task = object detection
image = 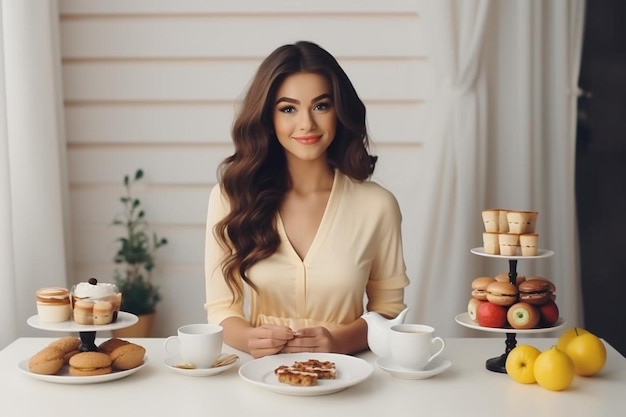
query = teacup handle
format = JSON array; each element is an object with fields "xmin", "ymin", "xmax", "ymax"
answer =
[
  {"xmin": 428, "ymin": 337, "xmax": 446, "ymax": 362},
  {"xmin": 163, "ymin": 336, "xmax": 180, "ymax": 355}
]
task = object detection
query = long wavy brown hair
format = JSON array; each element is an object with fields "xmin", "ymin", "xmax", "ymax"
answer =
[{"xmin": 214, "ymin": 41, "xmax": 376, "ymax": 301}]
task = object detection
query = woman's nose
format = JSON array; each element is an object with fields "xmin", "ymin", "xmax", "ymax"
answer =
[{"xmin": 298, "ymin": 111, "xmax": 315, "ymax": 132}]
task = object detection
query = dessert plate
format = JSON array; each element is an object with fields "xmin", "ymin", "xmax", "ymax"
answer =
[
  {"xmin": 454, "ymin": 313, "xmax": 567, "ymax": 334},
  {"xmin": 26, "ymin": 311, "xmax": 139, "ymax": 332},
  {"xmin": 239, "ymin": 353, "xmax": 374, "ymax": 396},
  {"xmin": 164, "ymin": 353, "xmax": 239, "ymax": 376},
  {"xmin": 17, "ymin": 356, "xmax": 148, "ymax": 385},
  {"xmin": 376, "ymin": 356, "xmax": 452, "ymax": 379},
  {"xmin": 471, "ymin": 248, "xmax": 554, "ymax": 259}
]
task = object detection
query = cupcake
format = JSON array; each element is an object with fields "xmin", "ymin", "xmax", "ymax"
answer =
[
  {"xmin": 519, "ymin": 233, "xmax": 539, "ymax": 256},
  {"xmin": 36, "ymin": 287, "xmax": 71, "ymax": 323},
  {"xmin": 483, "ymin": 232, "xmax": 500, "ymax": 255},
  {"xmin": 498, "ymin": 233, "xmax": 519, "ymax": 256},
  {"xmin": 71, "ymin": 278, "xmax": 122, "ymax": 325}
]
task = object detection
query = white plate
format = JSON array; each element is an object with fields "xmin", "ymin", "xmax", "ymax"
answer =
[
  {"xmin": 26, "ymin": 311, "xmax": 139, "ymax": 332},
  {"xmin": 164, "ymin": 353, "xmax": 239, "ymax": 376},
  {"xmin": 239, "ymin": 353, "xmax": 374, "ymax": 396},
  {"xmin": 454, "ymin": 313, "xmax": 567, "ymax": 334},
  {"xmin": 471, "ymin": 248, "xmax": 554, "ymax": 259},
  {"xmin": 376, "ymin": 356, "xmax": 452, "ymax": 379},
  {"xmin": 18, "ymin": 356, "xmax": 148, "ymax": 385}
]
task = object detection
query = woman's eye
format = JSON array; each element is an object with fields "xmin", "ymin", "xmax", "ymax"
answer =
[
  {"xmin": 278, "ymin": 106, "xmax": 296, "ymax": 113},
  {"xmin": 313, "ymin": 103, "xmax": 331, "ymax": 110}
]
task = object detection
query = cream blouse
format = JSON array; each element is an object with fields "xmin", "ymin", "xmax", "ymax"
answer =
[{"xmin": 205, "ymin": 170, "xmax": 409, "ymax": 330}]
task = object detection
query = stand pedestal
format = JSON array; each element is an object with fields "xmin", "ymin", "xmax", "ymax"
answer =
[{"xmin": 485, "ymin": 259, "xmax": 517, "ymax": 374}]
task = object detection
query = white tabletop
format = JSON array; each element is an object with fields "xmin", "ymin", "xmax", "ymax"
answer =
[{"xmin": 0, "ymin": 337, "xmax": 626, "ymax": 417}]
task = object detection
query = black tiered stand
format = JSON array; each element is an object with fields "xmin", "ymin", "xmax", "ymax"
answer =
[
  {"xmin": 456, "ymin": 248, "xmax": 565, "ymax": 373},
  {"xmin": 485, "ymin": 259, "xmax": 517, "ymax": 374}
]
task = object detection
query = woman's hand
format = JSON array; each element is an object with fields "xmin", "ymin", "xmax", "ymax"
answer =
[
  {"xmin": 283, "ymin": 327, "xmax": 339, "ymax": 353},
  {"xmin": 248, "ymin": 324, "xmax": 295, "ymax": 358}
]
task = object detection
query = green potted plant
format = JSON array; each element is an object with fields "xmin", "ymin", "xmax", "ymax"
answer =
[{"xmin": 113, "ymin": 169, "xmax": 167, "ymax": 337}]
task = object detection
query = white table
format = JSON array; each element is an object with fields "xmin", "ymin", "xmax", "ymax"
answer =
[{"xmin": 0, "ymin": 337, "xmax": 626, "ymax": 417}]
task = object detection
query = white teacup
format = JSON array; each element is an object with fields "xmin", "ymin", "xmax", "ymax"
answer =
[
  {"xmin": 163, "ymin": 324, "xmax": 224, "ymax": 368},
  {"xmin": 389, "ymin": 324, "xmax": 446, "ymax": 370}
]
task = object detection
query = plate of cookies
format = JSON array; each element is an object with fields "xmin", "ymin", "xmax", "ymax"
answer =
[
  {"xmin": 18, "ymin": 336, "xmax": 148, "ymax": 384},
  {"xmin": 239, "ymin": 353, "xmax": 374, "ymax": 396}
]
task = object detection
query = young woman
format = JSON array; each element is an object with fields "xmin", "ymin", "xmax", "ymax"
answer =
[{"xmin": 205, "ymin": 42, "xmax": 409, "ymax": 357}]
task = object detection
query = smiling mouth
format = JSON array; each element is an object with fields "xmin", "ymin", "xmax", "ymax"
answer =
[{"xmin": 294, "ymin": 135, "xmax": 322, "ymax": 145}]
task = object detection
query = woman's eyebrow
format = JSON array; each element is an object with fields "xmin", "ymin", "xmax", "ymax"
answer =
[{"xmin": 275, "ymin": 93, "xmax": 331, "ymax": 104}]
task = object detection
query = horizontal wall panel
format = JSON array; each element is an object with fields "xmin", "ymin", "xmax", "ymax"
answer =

» **DESCRIPTION OF THE TASK**
In the rows above, find every line that contains the word "plate" and copy each of those lines.

» **TASK RESPONSE**
query = dessert plate
query = white plate
query = plate of cookies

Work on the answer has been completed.